Referring expression pointing data:
■ ■ ■ ■ ■
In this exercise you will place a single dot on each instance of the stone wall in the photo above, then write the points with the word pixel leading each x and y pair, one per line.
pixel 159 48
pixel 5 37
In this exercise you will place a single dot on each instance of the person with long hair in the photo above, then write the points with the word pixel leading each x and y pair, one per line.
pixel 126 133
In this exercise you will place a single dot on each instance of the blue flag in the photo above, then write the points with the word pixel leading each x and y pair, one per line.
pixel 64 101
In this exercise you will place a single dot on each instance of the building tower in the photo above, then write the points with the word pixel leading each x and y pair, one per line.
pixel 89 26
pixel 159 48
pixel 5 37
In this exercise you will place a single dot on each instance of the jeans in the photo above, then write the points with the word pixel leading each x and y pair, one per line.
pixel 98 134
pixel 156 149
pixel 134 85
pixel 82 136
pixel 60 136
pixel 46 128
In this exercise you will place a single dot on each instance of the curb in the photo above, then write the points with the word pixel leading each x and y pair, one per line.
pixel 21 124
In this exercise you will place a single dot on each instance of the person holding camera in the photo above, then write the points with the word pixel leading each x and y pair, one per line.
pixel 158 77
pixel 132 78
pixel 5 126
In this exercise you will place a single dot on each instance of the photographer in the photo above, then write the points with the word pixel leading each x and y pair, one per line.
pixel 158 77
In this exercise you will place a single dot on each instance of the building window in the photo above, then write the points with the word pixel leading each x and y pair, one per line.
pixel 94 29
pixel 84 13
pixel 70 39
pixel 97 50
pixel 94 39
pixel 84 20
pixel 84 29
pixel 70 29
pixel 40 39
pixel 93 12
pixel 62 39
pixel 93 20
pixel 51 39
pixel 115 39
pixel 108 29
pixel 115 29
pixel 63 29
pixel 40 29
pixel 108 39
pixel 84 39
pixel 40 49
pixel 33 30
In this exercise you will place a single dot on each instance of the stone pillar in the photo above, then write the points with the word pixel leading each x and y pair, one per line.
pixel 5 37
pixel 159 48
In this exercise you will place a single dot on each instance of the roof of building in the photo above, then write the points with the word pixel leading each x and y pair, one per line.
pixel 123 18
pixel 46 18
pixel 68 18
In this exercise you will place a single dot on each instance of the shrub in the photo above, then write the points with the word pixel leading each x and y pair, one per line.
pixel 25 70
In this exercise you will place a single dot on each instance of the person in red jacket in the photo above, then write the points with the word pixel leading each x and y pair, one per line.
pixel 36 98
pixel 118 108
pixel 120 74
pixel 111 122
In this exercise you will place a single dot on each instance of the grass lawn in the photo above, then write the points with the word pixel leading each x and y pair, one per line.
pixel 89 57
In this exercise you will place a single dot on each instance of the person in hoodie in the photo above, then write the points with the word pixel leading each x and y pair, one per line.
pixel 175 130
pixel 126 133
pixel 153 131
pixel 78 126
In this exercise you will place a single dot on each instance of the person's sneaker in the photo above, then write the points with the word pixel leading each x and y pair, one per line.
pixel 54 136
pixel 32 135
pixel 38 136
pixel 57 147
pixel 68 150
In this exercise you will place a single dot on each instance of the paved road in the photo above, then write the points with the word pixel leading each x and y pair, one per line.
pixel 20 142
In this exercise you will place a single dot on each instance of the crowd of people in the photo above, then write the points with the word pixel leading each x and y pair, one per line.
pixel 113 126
■ ■ ■ ■ ■
_EXERCISE REQUIREMENTS:_ From the first line to the last, write out the data exactly.

_ANSWER SPACE:_
In this exercise you will place a single dot on each instance of the stone wall in the photo above, then write the points with the word pixel leading each x and y pair, one per line.
pixel 159 48
pixel 5 37
In this exercise you will place a single dot on each instance of the person with long hair in the photo above, then write the points with the word pixel leading each x and y pair, one per line.
pixel 126 133
In this exercise you will place a single dot on each instance of the blue flag in the photo above, then write the points with the word pixel leading each x and y pair, one per line.
pixel 64 101
In this exercise you will place a single dot on each instance of the building tower in the photo above, then write the points with the word pixel leading each x and y pair, one per line.
pixel 89 26
pixel 159 48
pixel 5 37
In this exercise you will place a single dot on each instance of the jeans in the photo above, then write the points with the word pixel leading each x and y pair, one per line.
pixel 98 134
pixel 156 149
pixel 134 85
pixel 82 136
pixel 60 136
pixel 46 128
In this exercise you will place a single dot on each instance of the curb in the photo above, then write the points with the word pixel leading each x and y pair, one per line.
pixel 21 124
In this exercise you will place a single dot on each instance of the person holding camera in the photo above, then write the points with the word pixel leading each x and y pair, one per line.
pixel 158 77
pixel 132 78
pixel 5 126
In this exercise you will place a single dot on each instance of the photographer in the photo above, then write the points with the word pixel leading each x and y pair, one per line.
pixel 158 77
In this exercise you will place a single dot on each instance of the building window in the photo above, then write the points with the word pixel leading each x and y pair, one per line.
pixel 94 29
pixel 84 13
pixel 70 39
pixel 97 50
pixel 94 39
pixel 84 20
pixel 84 29
pixel 70 29
pixel 40 39
pixel 93 12
pixel 62 39
pixel 93 20
pixel 51 39
pixel 115 39
pixel 108 29
pixel 115 29
pixel 63 29
pixel 40 29
pixel 108 39
pixel 84 39
pixel 40 49
pixel 33 30
In this exercise you will place a single dot on each instance of the stone pillar in the photo above, then write the points with the word pixel leading each x and y pair, one per line.
pixel 5 37
pixel 159 48
In this exercise you will place a single dot on each instance of the roof of building in the photo above, then write the points with the word pixel leading each x and y pair, one per line.
pixel 123 18
pixel 46 18
pixel 68 18
In this exercise you will place a single dot on each instance of the shrub in the photo above, then write the points with the word pixel leading each x and y pair, one per line.
pixel 25 70
In this exercise you will place a single dot on each instance of the person in red jacket in the photo above, then write the points with the word pixel leading each x and y pair, one per line.
pixel 36 98
pixel 118 108
pixel 120 74
pixel 111 122
In this exercise you will place a single dot on each instance of the grass lawn in the photo above, then write the points with the word pixel leading each x and y pair, one per line.
pixel 89 57
In this exercise you will place a single dot on each instance of the person in hoodie in the photo above, then write the points with the word pixel leading each x and y pair, one per line.
pixel 175 130
pixel 126 133
pixel 153 131
pixel 78 126
In this exercise you will place a single dot on each instance of the person's sneaker in the photo above, then write the points with the word pixel leading each x and y pair, one per line.
pixel 54 136
pixel 32 135
pixel 38 136
pixel 57 147
pixel 68 150
In this exercise you will place a single dot on each instance of the paved road in the photo above, then write the points with the word pixel leading each x and y pair, one per line.
pixel 20 142
In this exercise you will place a single dot on each instance of the crowd of people in the photo above, then write the points with the word pixel leading each x and y pair, one per line.
pixel 113 126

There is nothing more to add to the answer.